List every geographic place that the text about Jharkhand's coal country below mentions by proper name.

Text provided:
--------------------------------

The first sign you see as you leave the airport in Jharkhand’s capital city of Ranchi welcomes you to the “Land of Coal,” and indeed, mining underlies every aspect of life here. Seams of coal are visible in the earth alongside the rutted roads that connect the jungle hamlets. Travelers learn to anticipate mines not by any road signs, but by the processions of men pushing bicycles heaped with burlap sacks full of coal: day laborers who pay for the opportunity to scrape the stuff out of thousands of off-the-books mines and sell it door to door as heating fuel, for perhaps a few more dollars a day than they would make as farmers trying to eke out a living from Jharkhand’s depleted soil.
India’s coal country was mostly passed over by British colonists until they discovered its mineral wealth in the late 19th century and built the obligatory handful of dusty frontier towns and roads necessary to take advantage of it. Today the region bears the obvious scars of a hundred-odd years of heavy industry. The damage is most visible at road marker 221 of Jharkhand’s main north-south highway, about 40 miles outside Ranchi, where a freshly paved patch of asphalt veers sharply west and snakes up a smoky hill through the village of Loha Gate and into an ecological disaster zone. Shimmering waves of heat, thick with carbon monoxide and selenium, waft through jagged cracks in the pavement large enough to swallow a soccer ball. A hundred feet below, a massive subterranean coal fire, started in an abandoned mine, burns so hot that it melts the soles of one’s shoes. The only vestiges of plant life are the scattered hulks of desiccated trees. Like the legendary coal fire that destroyed Centralia, Pennsylvania, this blaze could easily smolder for another 200 years before the coal seam is finally burned through.

--------------------------------

Supplied entries:
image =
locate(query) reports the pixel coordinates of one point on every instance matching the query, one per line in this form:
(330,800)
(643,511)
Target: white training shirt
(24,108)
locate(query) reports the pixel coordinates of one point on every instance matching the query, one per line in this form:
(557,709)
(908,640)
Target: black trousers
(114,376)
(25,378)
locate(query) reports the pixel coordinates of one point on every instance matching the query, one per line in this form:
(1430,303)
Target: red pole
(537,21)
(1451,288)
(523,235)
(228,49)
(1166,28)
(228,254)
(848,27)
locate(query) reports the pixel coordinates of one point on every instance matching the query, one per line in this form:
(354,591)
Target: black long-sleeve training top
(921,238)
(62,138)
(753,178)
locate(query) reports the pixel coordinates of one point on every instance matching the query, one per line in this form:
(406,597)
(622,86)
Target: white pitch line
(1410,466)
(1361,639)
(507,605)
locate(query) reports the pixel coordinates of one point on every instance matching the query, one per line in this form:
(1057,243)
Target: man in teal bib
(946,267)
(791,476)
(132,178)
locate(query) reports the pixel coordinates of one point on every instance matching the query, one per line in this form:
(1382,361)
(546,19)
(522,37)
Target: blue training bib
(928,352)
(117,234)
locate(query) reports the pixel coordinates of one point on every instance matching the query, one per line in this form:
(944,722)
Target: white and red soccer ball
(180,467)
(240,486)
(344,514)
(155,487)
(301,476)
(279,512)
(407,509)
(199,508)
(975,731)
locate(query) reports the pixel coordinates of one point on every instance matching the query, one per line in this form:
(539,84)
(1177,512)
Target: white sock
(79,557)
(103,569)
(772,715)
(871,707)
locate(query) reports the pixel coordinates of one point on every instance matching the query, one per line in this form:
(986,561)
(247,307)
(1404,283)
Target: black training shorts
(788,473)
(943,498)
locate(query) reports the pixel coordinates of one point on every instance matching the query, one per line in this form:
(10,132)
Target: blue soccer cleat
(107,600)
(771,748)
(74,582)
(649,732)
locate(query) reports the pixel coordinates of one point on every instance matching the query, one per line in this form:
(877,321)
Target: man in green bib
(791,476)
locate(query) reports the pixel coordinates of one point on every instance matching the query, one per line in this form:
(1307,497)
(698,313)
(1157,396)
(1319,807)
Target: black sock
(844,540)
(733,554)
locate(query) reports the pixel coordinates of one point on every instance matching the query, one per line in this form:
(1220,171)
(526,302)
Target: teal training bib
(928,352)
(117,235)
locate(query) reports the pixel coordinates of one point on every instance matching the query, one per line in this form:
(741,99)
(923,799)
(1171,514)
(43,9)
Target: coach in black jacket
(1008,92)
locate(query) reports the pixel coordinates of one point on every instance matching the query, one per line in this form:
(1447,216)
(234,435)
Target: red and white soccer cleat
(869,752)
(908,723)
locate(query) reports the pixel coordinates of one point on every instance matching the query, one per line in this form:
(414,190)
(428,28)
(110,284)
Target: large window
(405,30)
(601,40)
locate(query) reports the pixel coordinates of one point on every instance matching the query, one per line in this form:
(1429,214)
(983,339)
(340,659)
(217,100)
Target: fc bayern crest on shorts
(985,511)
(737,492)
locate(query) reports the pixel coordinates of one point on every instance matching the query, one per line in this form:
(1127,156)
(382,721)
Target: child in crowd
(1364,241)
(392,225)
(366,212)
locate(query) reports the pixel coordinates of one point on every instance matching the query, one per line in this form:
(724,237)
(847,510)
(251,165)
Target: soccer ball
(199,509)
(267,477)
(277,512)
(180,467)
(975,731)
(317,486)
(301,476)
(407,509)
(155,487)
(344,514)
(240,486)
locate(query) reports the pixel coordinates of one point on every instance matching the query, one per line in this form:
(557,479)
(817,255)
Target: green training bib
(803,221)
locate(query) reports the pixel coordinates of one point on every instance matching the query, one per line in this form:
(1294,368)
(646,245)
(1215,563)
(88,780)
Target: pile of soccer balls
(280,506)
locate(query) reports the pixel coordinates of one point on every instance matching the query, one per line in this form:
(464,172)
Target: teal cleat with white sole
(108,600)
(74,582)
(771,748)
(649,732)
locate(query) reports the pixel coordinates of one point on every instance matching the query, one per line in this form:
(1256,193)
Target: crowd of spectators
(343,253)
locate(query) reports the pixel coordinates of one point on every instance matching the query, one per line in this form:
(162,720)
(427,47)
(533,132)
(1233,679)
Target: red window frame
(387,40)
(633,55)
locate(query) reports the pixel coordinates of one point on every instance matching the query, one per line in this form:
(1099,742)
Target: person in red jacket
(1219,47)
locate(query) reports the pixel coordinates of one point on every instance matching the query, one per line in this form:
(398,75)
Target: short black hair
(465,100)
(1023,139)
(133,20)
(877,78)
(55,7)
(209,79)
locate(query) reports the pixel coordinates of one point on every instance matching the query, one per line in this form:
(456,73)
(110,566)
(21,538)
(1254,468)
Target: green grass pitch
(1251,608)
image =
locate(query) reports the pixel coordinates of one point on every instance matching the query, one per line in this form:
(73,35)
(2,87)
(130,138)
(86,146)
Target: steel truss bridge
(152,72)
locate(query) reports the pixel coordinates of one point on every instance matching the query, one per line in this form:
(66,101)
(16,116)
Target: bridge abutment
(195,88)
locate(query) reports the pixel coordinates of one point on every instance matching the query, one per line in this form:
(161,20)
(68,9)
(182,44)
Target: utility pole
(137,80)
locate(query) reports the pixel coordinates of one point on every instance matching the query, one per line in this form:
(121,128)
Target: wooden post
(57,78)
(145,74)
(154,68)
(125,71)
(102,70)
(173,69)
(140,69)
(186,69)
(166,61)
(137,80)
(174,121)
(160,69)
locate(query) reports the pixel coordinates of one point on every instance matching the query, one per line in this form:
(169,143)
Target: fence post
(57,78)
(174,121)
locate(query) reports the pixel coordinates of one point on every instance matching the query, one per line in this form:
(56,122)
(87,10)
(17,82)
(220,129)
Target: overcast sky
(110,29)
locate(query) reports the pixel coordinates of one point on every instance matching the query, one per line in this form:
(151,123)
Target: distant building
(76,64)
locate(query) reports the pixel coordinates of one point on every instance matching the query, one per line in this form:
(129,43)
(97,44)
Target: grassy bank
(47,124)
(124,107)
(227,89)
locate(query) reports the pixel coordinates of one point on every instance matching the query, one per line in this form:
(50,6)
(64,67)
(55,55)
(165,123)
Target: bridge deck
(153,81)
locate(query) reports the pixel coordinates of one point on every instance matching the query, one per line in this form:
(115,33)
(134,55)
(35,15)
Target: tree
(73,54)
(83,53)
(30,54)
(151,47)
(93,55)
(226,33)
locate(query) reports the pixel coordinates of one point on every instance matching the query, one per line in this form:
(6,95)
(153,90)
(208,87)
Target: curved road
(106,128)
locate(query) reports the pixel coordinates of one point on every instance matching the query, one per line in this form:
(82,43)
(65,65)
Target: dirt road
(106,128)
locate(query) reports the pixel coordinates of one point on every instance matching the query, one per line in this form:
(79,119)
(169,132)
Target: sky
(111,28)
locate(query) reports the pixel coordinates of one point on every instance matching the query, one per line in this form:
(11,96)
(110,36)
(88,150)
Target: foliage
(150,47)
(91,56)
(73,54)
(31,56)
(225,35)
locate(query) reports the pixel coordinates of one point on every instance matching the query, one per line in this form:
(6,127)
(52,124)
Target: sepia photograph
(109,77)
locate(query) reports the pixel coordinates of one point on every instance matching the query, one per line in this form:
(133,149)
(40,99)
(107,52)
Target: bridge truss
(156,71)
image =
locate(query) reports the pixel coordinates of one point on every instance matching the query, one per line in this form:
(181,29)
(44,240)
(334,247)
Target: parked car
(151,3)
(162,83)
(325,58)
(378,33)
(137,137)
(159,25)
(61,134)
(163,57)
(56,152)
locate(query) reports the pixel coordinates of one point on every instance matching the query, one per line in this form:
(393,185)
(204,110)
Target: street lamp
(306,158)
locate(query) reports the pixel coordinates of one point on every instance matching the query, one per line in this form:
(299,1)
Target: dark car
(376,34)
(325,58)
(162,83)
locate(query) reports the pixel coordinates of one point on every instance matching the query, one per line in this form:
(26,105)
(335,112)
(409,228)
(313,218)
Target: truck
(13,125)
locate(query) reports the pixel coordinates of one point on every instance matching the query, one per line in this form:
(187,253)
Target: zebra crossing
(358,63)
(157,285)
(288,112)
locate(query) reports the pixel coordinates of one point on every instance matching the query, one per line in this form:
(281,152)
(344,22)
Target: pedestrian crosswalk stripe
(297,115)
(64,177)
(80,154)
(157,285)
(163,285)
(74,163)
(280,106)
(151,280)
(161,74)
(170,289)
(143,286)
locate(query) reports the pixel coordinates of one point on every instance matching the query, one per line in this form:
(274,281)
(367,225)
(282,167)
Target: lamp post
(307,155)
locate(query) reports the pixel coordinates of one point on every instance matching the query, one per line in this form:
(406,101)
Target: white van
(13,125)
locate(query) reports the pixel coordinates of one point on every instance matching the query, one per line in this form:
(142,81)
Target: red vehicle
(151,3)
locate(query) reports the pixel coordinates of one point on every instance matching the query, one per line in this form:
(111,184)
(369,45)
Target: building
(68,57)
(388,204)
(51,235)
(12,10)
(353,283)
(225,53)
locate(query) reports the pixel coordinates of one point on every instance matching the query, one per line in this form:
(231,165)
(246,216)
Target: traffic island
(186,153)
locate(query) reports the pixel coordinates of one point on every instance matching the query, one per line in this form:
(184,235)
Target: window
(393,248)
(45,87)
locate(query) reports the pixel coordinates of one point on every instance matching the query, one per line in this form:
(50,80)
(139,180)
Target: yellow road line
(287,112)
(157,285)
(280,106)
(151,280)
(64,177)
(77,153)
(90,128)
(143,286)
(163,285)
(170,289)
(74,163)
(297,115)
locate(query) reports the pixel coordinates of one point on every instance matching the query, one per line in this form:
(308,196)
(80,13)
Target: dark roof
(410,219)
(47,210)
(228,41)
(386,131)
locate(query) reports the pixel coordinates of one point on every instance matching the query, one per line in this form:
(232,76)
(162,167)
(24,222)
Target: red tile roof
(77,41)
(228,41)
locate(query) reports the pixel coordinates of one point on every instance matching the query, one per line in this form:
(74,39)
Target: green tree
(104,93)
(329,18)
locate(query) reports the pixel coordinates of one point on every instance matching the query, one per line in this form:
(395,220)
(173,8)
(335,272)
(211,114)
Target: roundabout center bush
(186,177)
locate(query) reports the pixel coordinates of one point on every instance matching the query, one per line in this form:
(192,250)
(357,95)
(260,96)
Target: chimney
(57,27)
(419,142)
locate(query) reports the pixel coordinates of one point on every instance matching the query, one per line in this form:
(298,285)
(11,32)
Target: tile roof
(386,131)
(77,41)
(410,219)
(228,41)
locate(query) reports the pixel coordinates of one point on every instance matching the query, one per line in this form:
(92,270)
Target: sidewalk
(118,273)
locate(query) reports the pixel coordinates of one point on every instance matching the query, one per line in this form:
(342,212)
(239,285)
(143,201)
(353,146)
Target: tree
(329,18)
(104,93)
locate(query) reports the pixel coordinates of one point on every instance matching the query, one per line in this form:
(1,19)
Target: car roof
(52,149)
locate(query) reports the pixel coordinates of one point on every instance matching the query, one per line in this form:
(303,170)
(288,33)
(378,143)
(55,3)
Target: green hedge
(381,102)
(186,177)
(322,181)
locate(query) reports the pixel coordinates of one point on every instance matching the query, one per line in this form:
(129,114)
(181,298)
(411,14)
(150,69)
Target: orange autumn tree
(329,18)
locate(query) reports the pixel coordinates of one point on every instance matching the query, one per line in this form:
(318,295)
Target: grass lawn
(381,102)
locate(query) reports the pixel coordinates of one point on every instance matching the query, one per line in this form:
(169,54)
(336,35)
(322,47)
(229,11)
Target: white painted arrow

--------------------------------

Exercise output: Jharkhand, Ranchi, India, Loha Gate, Centralia, Pennsylvania